• **TASK INSTRUCTIONS**: Lines before the one containing "If you could mark the concrete" are excluded; retype that line and all remaining lines of the material exactly.

--- start ---

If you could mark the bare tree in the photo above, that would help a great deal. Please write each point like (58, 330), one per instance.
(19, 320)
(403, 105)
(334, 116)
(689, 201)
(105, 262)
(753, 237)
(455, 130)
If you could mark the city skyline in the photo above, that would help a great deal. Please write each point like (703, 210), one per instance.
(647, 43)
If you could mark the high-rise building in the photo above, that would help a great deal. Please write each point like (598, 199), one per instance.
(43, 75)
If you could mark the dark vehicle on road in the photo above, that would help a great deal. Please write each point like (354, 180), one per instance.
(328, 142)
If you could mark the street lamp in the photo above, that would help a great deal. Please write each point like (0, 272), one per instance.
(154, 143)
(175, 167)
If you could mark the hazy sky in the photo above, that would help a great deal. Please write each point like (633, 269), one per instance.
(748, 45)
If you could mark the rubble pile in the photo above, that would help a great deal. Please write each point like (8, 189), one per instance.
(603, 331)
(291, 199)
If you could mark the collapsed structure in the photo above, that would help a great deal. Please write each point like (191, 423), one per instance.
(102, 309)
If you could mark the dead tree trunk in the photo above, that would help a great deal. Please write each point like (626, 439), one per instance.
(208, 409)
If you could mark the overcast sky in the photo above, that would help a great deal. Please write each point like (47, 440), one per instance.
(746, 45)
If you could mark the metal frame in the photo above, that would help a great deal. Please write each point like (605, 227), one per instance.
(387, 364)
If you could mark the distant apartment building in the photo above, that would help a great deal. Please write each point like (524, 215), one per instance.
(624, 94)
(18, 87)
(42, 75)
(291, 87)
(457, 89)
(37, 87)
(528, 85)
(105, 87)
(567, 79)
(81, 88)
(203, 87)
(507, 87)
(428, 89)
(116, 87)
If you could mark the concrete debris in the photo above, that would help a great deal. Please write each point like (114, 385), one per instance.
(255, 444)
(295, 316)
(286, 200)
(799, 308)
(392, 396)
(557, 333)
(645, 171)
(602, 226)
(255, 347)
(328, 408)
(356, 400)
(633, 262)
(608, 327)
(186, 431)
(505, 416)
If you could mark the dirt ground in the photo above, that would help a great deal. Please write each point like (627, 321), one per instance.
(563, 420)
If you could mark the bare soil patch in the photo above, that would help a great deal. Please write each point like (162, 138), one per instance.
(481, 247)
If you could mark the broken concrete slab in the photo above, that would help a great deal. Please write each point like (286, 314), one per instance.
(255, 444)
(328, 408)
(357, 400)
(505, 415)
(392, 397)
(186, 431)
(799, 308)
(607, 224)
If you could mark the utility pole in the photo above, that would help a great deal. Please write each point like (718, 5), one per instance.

--- end ---

• **TASK OUTPUT**:
If you could mark the concrete debris in the photo above, that would help a great deal. Please write each point like (114, 385), one per instance.
(255, 444)
(295, 316)
(286, 200)
(799, 308)
(392, 396)
(557, 333)
(645, 171)
(602, 226)
(255, 347)
(328, 408)
(356, 400)
(633, 262)
(608, 327)
(186, 431)
(505, 416)
If you could mark the dirt ground in the photo above, that would help a great deal. Please write each point like (627, 321), one per instance.
(563, 420)
If you could mark the bare soil patch in the photo above, that would help a great deal. Please write each point like (162, 138), one per instance.
(481, 247)
If you could mark the broken concrete slab in the photo above, that would help a great deal. Please write each point like (286, 314), one per instance.
(255, 444)
(328, 408)
(357, 400)
(505, 415)
(392, 397)
(186, 431)
(799, 308)
(607, 224)
If you could mark the utility pole in the photo above, that would help a great deal. Please write each point like (718, 5), one per instance.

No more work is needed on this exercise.